* _JOB_
Please retype the part of the listing that opens with the line containing "query (the noun phrase to segment): shingled" and closes with the line containing "Trace every instance of the shingled", both included, and nothing else.

* _DATA FOR THIS TASK_
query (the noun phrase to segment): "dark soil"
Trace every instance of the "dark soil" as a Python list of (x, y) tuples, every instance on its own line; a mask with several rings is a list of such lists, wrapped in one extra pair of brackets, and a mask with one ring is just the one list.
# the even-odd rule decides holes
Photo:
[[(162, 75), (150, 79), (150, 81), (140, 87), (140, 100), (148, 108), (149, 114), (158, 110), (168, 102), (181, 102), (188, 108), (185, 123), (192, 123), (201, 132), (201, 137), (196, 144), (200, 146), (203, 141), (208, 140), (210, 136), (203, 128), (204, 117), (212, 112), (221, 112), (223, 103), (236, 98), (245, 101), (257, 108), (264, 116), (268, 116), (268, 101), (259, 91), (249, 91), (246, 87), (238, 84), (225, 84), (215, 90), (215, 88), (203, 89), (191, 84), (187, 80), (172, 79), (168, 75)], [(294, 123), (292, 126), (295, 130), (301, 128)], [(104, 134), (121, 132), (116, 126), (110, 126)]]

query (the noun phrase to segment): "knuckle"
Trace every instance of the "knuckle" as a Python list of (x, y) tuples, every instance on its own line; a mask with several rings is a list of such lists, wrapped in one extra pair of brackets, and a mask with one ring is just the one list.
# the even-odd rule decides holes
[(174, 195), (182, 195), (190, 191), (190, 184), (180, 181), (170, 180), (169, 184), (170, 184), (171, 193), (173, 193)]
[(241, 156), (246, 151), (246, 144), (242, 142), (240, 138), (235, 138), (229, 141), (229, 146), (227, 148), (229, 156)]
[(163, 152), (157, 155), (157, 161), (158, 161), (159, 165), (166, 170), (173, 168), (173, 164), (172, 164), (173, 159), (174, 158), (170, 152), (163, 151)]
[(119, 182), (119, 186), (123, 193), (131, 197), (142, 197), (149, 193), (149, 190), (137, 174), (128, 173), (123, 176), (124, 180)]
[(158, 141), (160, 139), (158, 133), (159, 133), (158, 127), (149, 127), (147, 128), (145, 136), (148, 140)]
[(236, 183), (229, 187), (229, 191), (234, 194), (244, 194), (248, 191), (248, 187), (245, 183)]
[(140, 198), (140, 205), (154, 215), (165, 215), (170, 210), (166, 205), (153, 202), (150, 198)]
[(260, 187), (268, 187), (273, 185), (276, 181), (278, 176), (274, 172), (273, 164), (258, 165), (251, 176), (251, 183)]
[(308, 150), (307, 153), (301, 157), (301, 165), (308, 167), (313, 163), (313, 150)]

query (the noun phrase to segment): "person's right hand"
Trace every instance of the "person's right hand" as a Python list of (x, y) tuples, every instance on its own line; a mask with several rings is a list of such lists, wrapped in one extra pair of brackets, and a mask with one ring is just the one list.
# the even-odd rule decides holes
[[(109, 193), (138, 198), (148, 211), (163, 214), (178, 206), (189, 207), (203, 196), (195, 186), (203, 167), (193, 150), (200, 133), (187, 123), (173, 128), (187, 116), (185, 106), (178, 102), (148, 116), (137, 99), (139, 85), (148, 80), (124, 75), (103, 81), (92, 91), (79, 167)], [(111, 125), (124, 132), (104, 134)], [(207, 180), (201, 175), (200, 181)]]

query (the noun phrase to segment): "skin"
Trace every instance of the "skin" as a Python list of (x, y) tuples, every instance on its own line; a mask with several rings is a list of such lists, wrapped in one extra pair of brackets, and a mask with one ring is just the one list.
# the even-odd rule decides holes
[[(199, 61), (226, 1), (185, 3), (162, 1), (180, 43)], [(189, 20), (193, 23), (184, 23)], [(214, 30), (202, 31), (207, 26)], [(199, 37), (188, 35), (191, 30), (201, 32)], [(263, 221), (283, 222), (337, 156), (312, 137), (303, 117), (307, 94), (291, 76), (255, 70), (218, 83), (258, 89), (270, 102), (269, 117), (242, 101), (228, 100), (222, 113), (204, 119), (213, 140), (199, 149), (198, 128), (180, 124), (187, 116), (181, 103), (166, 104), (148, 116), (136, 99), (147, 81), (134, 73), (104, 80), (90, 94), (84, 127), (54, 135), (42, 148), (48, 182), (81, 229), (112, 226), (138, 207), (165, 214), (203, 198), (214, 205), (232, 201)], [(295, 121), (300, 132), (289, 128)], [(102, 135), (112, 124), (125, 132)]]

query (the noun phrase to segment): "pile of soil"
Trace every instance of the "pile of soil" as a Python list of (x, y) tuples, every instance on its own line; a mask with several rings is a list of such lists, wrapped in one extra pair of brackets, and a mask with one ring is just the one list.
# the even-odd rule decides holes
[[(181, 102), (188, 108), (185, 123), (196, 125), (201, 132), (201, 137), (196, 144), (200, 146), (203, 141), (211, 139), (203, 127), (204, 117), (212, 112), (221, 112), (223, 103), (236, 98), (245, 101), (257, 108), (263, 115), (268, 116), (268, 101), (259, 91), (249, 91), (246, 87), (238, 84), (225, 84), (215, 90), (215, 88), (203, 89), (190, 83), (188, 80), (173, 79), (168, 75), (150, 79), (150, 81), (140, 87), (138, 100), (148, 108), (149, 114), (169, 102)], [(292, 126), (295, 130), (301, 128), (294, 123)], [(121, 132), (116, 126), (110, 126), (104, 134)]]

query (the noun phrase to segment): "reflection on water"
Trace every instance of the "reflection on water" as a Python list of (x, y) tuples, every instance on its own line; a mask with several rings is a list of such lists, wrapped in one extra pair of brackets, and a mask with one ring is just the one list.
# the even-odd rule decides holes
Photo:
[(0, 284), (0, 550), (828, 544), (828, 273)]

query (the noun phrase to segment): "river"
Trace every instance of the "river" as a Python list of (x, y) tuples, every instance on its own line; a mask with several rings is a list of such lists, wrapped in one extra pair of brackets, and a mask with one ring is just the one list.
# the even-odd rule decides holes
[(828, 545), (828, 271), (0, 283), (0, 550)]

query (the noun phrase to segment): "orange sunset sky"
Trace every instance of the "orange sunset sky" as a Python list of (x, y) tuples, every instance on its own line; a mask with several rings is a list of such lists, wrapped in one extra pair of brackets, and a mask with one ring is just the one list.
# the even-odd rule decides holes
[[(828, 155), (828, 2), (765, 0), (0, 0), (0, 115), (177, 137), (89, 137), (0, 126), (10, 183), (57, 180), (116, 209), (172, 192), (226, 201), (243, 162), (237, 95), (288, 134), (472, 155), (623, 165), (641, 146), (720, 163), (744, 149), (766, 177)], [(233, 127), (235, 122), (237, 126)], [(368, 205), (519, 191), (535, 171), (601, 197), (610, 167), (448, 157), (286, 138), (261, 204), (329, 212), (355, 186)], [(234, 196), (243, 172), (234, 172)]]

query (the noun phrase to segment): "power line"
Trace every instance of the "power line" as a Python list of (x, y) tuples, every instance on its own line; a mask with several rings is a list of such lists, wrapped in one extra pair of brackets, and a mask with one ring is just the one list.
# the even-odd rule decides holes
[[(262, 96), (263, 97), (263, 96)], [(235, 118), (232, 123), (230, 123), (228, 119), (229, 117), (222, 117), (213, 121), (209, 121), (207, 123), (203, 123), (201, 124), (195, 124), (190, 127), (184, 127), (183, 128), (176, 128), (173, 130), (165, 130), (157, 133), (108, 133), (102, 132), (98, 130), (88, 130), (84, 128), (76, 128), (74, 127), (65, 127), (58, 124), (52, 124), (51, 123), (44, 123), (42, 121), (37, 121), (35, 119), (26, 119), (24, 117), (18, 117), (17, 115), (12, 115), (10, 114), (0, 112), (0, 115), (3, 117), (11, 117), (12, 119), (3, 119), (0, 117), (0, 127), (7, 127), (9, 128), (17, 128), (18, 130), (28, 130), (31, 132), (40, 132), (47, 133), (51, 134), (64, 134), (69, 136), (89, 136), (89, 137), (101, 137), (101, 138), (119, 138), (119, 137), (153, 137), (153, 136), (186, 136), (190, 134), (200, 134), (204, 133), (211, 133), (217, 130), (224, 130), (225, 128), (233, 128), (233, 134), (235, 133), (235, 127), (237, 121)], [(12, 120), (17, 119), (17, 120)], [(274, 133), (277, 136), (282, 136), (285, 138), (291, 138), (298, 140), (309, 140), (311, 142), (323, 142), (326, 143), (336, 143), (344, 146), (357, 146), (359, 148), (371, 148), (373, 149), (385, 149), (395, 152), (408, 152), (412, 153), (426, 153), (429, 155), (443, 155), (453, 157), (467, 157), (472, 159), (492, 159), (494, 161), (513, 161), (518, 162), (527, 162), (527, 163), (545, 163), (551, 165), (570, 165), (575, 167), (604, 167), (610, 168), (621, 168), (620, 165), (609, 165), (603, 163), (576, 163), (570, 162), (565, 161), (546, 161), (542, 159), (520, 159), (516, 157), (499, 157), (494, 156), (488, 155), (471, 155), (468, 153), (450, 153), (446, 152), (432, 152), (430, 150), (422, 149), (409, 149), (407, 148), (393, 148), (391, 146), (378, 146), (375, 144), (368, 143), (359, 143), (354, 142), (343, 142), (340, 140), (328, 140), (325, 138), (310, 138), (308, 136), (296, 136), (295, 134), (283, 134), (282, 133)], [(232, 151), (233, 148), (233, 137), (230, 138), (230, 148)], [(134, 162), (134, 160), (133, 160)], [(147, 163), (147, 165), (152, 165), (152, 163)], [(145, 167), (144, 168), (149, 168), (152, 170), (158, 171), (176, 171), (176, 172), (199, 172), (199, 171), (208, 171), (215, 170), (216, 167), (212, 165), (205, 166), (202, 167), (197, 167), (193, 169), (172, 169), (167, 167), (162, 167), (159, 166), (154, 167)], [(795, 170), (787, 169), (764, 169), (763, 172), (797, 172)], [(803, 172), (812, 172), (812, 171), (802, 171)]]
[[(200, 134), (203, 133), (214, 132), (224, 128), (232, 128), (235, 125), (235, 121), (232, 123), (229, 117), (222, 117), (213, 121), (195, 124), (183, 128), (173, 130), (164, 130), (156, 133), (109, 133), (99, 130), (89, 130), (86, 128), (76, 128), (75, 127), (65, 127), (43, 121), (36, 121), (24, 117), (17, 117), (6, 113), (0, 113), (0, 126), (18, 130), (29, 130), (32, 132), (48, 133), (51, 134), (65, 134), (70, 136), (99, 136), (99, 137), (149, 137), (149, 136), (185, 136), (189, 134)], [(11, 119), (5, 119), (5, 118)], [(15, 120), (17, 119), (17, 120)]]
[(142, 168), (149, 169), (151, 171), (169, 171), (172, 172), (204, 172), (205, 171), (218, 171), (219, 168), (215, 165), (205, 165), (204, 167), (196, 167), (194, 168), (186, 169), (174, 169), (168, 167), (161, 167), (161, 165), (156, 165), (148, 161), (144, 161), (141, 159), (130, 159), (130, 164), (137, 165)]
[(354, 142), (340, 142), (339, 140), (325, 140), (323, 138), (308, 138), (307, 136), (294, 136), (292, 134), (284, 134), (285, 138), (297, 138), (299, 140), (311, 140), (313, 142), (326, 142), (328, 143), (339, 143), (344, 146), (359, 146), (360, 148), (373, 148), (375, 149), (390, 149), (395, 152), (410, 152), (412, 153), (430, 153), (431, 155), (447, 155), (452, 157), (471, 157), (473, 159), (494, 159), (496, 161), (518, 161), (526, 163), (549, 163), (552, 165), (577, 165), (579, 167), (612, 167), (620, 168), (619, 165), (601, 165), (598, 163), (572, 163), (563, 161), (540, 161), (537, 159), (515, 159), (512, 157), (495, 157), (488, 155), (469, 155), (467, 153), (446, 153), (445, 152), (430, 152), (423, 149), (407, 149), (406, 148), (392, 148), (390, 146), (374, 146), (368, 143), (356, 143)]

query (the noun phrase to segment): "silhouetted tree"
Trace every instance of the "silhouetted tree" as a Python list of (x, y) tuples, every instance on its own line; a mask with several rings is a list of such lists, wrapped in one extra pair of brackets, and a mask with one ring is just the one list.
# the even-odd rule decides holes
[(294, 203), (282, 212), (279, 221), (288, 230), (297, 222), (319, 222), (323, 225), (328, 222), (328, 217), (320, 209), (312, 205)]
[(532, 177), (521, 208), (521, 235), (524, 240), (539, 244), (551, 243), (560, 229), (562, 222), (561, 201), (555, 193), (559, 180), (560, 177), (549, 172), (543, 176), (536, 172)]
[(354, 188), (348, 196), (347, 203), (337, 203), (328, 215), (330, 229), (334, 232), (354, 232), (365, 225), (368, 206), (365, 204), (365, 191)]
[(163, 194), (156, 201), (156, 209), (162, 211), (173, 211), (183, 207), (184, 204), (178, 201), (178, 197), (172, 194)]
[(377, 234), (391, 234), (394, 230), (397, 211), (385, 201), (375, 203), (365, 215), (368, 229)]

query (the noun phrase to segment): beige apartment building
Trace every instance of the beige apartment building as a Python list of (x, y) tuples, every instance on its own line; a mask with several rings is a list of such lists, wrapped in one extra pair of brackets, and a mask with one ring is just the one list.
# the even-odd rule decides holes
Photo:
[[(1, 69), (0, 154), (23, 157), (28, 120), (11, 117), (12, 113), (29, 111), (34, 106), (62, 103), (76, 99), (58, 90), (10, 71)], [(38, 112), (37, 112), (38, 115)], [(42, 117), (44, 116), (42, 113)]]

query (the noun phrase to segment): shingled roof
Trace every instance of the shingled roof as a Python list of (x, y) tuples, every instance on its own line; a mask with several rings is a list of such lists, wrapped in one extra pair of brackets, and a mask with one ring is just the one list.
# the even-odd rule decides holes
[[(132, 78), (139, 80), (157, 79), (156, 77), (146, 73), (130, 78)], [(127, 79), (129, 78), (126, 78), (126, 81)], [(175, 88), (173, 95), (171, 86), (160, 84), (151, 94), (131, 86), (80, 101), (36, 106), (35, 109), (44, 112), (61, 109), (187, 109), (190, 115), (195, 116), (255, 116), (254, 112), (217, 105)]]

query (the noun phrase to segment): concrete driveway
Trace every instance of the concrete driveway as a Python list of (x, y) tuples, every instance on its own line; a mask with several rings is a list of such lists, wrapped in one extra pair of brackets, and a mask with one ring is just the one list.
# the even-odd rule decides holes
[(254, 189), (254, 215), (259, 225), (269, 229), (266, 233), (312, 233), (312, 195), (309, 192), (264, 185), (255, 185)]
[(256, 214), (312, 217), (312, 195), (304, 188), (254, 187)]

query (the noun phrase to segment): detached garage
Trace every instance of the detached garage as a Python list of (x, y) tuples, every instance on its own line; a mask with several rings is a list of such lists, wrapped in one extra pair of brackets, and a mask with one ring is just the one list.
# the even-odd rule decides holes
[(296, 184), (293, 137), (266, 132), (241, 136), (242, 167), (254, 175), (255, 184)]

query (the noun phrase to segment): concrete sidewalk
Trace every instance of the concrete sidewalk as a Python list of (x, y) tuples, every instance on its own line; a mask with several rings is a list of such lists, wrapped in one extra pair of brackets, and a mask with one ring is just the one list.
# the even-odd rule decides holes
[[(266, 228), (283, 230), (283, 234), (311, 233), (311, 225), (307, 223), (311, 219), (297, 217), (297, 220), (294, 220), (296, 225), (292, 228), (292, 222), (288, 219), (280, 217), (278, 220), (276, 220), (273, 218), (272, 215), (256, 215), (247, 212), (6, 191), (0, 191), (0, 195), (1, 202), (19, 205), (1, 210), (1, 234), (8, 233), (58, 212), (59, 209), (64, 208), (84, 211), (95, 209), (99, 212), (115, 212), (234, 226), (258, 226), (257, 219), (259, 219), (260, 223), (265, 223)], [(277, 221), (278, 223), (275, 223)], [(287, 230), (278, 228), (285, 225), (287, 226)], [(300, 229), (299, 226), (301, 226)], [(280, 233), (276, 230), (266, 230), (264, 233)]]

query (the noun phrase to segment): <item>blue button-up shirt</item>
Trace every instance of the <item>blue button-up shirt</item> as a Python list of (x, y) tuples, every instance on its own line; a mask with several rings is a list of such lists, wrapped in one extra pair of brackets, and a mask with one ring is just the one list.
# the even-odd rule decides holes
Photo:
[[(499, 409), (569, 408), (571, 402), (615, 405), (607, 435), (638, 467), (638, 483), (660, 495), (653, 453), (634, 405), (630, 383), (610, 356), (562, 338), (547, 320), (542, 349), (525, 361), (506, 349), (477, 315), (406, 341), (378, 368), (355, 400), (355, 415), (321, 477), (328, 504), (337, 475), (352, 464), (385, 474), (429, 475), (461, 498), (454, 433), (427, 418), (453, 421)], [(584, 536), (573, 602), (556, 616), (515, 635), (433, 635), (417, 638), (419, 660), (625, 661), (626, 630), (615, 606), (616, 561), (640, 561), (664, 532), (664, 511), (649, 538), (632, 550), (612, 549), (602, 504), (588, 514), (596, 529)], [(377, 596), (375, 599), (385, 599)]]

* _FINAL RESULT_
query (the noun phrase to segment): shingled roof
Trace every instance of the shingled roof as a Python list of (x, y) tuples, every instance on its own line; a mask with several rings is a list of such lists, wrapped in one extra pair of brackets, and a mask with one ring is just the one list.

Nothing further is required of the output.